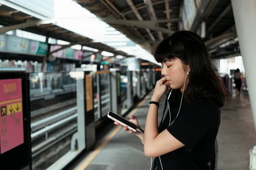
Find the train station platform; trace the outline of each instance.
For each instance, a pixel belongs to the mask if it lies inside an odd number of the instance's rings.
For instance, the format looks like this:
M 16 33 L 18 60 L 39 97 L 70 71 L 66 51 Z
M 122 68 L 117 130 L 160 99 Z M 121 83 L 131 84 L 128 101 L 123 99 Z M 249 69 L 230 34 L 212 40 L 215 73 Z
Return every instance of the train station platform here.
M 125 117 L 137 116 L 143 128 L 145 127 L 148 104 L 153 91 Z M 163 100 L 160 103 L 163 105 Z M 160 120 L 162 110 L 159 110 Z M 218 170 L 248 169 L 249 150 L 256 137 L 248 93 L 240 96 L 227 96 L 221 109 L 221 123 L 217 136 L 219 153 Z M 98 140 L 95 149 L 86 153 L 72 169 L 76 170 L 128 170 L 150 169 L 151 159 L 143 152 L 143 144 L 134 134 L 124 132 L 120 126 L 111 125 L 110 130 Z

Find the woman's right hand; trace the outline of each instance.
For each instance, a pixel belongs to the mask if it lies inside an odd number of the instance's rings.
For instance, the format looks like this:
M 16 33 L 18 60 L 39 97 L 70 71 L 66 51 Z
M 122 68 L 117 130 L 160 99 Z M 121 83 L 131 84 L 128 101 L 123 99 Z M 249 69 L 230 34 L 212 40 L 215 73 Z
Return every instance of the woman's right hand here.
M 139 122 L 138 122 L 138 120 L 137 120 L 137 118 L 136 118 L 136 117 L 135 117 L 135 116 L 131 115 L 130 116 L 130 120 L 128 120 L 130 122 L 131 122 L 136 125 L 137 126 L 137 129 L 140 129 L 140 130 L 141 130 L 141 128 L 140 127 L 140 125 L 139 125 Z M 123 127 L 123 125 L 119 124 L 116 122 L 114 122 L 114 124 L 116 125 L 119 125 Z M 140 133 L 140 132 L 138 130 L 137 130 L 136 132 L 134 132 L 133 130 L 129 129 L 128 128 L 128 127 L 127 127 L 127 126 L 126 126 L 124 127 L 123 130 L 125 132 L 128 131 L 130 133 L 133 133 L 134 134 L 135 134 L 136 135 L 138 135 Z

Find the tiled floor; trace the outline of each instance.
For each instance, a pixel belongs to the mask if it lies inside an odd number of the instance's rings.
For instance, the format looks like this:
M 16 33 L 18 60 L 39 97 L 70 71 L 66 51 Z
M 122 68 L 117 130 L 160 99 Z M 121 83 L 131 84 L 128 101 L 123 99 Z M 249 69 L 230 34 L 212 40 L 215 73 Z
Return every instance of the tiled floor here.
M 150 96 L 135 113 L 143 127 L 150 99 Z M 160 109 L 159 121 L 161 113 Z M 221 108 L 221 121 L 217 136 L 219 150 L 218 170 L 249 169 L 249 150 L 256 145 L 256 133 L 247 93 L 240 97 L 227 97 L 225 106 Z M 134 134 L 125 132 L 121 129 L 85 169 L 149 170 L 150 164 L 150 158 L 144 155 L 141 141 Z

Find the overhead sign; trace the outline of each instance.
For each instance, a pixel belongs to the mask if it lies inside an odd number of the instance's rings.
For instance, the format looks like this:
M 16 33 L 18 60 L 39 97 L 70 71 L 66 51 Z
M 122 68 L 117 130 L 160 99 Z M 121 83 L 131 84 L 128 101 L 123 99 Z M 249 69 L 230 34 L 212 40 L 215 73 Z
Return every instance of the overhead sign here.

**Aim of the task**
Could you give the whole listing above again with every "outline" swapped for "contour", changing nothing else and leaving out the pictures?

**Finished exercise**
Find the train station platform; trace the contour of each instance.
For each instance, a pixel belongs to the mask if it lies inside an odd number of the instance's rings.
For instance, the format looks like this:
M 16 33 L 18 60 L 39 97 L 70 71 L 66 51 Z
M 122 68 L 117 130 L 160 99 Z M 121 83 L 131 84 L 128 101 L 123 99 Z M 249 69 L 230 34 L 212 40 L 215 73 Z
Return every instance of the train station platform here.
M 125 117 L 137 116 L 143 128 L 145 127 L 148 104 L 153 91 Z M 163 100 L 160 103 L 163 105 Z M 160 120 L 162 110 L 159 110 Z M 218 170 L 248 169 L 249 150 L 256 137 L 248 93 L 240 96 L 227 96 L 221 109 L 221 123 L 217 136 L 219 153 Z M 98 140 L 95 149 L 86 153 L 72 169 L 76 170 L 128 170 L 150 169 L 151 159 L 143 152 L 143 144 L 134 134 L 124 132 L 120 126 L 111 125 L 110 130 Z

Find the woman's right hand; trace the contour of each instance.
For each instance, a pixel belongs to the mask if it lies inside an odd number of the instance's rings.
For instance, the format looks like this:
M 16 33 L 18 60 L 39 97 L 70 71 L 66 51 Z
M 122 68 L 117 130 L 160 99 Z M 121 83 L 131 84 L 128 101 L 123 99 Z M 249 69 L 230 34 L 212 40 L 215 73 Z
Return every instance of the woman's right hand here.
M 139 122 L 138 122 L 138 120 L 137 120 L 137 118 L 136 118 L 136 117 L 135 117 L 135 116 L 131 115 L 130 116 L 130 120 L 128 120 L 130 122 L 131 122 L 136 125 L 137 126 L 137 129 L 140 129 L 140 130 L 141 130 L 141 128 L 140 127 L 140 125 L 139 125 Z M 123 127 L 123 125 L 119 124 L 116 122 L 114 122 L 114 124 L 116 125 L 119 125 Z M 140 133 L 140 132 L 138 130 L 137 130 L 136 132 L 134 132 L 133 130 L 129 129 L 128 128 L 128 127 L 127 127 L 127 126 L 126 126 L 124 127 L 123 130 L 125 132 L 128 131 L 130 133 L 133 133 L 134 134 L 135 134 L 136 135 L 138 135 Z

Find the tiled floor; trace the contour of each instance.
For each instance, a pixel belongs to the mask if it lies inside an odd number of the instance's rings.
For instance, the format looks like this:
M 16 33 L 18 60 L 39 97 L 70 71 L 66 51 Z
M 122 68 L 117 130 L 160 99 Z M 121 83 L 131 84 L 128 101 L 123 99 Z M 249 69 L 230 34 L 212 40 L 215 73 Z
Return every instance of the tiled floor here.
M 150 96 L 135 113 L 143 127 L 150 99 Z M 160 109 L 159 121 L 161 113 Z M 221 108 L 221 121 L 217 136 L 219 150 L 218 170 L 249 169 L 249 150 L 256 145 L 256 133 L 247 93 L 240 97 L 227 97 L 225 106 Z M 134 134 L 125 132 L 121 129 L 85 169 L 149 170 L 150 164 L 150 158 L 144 155 L 141 141 Z

Find the overhead sign; trace the contour of each instance.
For each instance, a pixel belongs to the mask if it lies inside an odd number of the instance's rings.
For instance, the format looks like this:
M 16 33 L 18 60 L 39 97 L 70 71 L 66 51 Z
M 122 68 L 117 130 L 160 99 Z M 121 83 L 131 84 L 128 101 L 123 99 Z M 249 69 L 230 34 L 212 40 L 215 73 Z
Return every instance of the overhead sign here.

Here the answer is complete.